> **Excerpted text**

━━━━

Just to express an opinion from a slightly different angle... I had been qualified as a nurse for about 8 years when I was diagnosed with type 1 diabetes aged 30 years, and had cared for a few people with diabetes during my career, but hadn't done any nursing for over 1 year before diagnosis, and had only been working part time for 5 years before that, in all departments / wards etc, as I was trying to make a career with my newly acquired BSc Marine Biology. Things had moved on between my last experience of caring for anyone with diabetes and my own diagnosis, so I relied on the diabetes specialist nurse - and was sorely disappointed. I'd seen excellent specialist nurses in other fields, eg stoma care, breast care, children with tracheostomies, so, not unreasonably, expected straight answers to at least some of my questions, not, for example, a laugh, when I asked if I'd have to stay in hospital to start on insulin. I hadn't heard of basal bolus insulin regimes, so didn't know any different when I was put on bimodal insulin without any discussion about what would suit me. When I got some information from a pharmacist friend in Tasmania, I asked about changing, and things began to improve. As this was 1996, there was very little internet / email (basically only academics had email addresses), so I didn't have much opportunity to resarch myself, except by writing to insulin and blood glucose testing companies for information about their products. 
These days, diabetes having made using Marine Biology degree even more difficult than before, I've had to go back into nursing, researching, and hopefully not being one of the very few ignorant / unfeeling nurses - but remember, diabetes is just one of many conditions, from the very common to the very rare, that nurses and medical professionals need to understand.


----------



## am64 (Oct 16, 2009)

━━━━

> **Entries supplied**
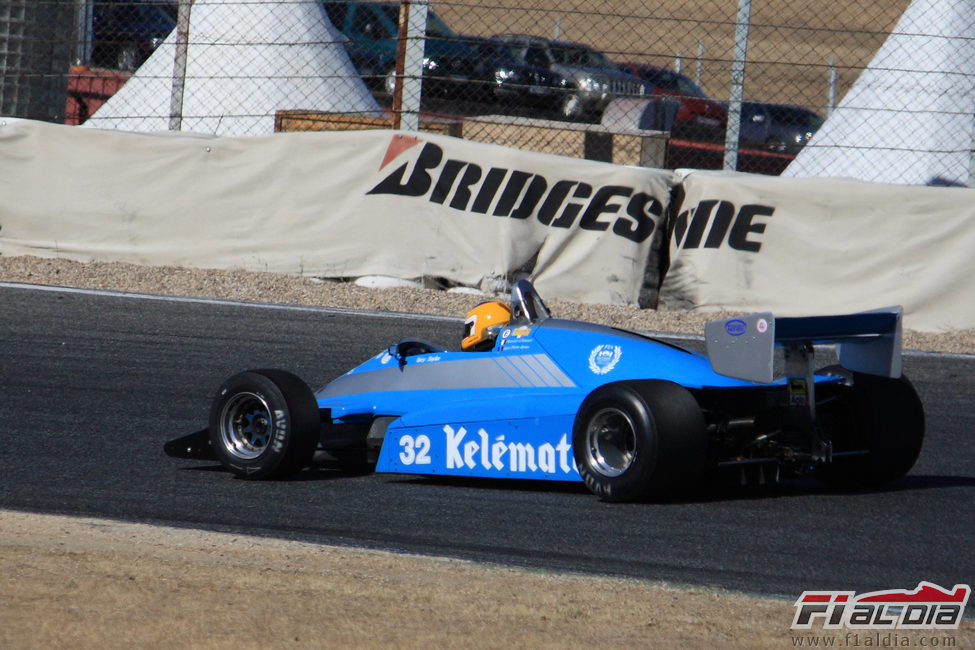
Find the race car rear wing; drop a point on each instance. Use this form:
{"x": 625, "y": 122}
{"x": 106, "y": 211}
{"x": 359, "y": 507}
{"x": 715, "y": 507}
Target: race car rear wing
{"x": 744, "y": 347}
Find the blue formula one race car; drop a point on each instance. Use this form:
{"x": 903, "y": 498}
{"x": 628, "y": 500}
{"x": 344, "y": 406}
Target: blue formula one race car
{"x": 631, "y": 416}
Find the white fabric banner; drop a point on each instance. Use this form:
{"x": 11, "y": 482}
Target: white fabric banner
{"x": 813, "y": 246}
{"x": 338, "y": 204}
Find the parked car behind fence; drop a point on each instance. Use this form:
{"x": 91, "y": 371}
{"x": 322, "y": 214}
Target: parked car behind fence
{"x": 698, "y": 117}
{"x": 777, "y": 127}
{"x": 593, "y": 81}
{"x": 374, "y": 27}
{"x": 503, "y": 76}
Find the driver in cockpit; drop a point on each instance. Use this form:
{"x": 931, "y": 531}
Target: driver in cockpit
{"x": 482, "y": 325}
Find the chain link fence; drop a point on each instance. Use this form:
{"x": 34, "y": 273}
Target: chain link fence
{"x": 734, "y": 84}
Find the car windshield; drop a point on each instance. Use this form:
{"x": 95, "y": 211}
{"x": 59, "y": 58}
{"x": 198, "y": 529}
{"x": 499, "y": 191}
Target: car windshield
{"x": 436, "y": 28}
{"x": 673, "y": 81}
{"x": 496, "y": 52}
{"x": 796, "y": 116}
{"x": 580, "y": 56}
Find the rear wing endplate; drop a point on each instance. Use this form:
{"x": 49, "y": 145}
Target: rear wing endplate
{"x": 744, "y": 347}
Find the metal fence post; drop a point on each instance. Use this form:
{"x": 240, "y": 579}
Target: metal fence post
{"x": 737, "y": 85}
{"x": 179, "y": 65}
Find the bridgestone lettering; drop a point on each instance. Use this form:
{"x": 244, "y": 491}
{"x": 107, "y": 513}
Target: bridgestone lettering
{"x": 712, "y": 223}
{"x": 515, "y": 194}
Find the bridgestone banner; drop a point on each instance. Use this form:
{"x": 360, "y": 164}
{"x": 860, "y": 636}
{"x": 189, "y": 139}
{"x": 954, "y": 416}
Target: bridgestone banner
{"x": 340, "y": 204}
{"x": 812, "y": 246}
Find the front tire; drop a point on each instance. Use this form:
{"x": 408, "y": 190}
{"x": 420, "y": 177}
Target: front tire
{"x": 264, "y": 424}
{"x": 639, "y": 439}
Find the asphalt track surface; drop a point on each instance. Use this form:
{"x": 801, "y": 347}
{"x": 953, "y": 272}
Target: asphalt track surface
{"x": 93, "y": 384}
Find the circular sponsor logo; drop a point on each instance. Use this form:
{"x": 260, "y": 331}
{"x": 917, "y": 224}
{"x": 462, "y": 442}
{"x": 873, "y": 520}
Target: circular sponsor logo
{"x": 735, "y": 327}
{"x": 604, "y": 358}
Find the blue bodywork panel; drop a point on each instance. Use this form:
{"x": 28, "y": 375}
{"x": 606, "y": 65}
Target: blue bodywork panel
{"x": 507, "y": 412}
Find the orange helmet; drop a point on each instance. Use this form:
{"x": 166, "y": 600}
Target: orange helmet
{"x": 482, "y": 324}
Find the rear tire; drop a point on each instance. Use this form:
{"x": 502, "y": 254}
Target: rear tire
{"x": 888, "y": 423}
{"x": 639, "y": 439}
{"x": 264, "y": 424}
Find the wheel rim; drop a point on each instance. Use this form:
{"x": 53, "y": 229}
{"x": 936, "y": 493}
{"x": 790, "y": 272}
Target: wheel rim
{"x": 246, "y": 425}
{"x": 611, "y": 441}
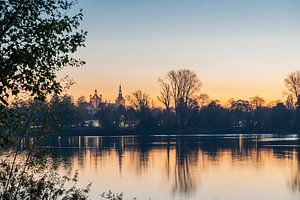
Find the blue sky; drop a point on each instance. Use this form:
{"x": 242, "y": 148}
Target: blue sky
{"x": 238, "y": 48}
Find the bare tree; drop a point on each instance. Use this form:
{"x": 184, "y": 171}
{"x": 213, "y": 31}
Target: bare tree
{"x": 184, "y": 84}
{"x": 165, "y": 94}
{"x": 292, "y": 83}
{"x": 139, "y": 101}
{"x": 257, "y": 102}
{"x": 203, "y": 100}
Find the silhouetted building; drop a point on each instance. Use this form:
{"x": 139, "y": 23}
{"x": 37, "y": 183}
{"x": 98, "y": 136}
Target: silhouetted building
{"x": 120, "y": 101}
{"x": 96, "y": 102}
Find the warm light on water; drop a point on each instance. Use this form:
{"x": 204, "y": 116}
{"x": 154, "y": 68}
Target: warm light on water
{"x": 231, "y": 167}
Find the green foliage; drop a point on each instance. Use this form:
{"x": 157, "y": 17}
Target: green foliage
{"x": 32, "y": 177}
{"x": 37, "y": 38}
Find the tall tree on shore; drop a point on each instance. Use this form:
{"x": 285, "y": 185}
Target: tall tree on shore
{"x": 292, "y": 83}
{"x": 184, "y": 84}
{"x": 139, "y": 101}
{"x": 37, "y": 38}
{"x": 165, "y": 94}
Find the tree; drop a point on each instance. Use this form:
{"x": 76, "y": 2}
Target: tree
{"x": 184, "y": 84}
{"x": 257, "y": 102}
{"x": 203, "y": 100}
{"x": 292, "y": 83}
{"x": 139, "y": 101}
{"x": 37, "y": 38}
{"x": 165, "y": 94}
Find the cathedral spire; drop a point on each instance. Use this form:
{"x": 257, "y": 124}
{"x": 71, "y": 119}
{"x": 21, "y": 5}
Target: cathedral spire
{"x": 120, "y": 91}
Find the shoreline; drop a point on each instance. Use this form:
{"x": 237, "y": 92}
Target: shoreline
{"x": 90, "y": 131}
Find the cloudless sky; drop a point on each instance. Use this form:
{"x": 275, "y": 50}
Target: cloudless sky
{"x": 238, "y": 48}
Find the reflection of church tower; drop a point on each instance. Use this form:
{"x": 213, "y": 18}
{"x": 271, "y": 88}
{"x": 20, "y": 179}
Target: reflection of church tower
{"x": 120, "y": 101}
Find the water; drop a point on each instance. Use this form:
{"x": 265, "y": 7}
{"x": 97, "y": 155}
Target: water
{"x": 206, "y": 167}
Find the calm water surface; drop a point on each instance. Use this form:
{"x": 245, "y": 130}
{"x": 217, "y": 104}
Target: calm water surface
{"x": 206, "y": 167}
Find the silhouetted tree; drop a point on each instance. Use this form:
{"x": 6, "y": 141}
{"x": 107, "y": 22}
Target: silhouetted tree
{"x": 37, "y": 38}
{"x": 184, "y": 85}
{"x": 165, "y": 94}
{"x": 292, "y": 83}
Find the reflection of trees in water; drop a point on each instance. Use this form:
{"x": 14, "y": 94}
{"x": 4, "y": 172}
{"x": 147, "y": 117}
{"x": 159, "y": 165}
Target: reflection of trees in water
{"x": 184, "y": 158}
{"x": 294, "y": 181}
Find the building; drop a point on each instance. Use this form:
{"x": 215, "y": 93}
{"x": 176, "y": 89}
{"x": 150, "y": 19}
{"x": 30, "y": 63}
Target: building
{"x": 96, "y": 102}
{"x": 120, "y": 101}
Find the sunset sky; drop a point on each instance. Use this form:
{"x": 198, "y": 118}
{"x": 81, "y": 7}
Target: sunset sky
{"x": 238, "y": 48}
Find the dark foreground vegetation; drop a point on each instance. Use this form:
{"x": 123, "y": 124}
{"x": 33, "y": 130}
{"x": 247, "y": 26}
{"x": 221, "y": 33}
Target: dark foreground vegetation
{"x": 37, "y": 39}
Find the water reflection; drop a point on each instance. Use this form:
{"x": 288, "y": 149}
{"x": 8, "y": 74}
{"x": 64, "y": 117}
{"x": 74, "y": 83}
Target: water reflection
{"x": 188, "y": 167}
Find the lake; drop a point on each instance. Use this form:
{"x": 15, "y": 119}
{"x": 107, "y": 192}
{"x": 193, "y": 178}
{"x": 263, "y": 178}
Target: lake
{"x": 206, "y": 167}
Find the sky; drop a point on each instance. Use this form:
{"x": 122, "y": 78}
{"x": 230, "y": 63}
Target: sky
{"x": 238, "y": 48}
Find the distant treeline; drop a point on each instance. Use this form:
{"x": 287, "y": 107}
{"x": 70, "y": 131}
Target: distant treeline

━━━━

> **Exercises**
1. Please translate this sentence from the diabetes post into Spanish: "I hadn't heard of basal bolus insulin regimes, so didn't know any different when I was put on bimodal insulin without any discussion about what would suit me."
2. Pick up the diabetes post where it stops and keep writing it.
The lines above have nothing to do with what is asked here.

> **Responses to the exercise**
1. No había oído hablar de las pautas de insulina basal-bolo, así que no conocía otra cosa cuando me pusieron insulina bimodal sin hablar en absoluto de lo que me convendría.

2.
Adrienne said:


> She probably wouldn't go though.   She is a nurse after all and of course knows all there is to know about diabetes although we think she is a general nurse on a general adults ward so not only is she not a diabetes specialist she is not even paediatric !!!!



but...this is worrying 'duty of care' and all that..whether a paediatric or not...


----------



## katie (Oct 16, 2009)

grahams mum said:


> ...does any of you have the sarp box with you all time i put graham needle in his special bag when we go out and i clear up every thing and refill for the next day usually in the late evening



No, I dont even use mine at home most of the time!  I dont think anybody would want to carry something bright yellow/orange around with them something that says "WARNING!! SHARPS! YOU WILL DIE!!" etc on it.  You should have informed the nurse that you can't catch diabetes, don't worry


----------



## Copepod (Oct 16, 2009)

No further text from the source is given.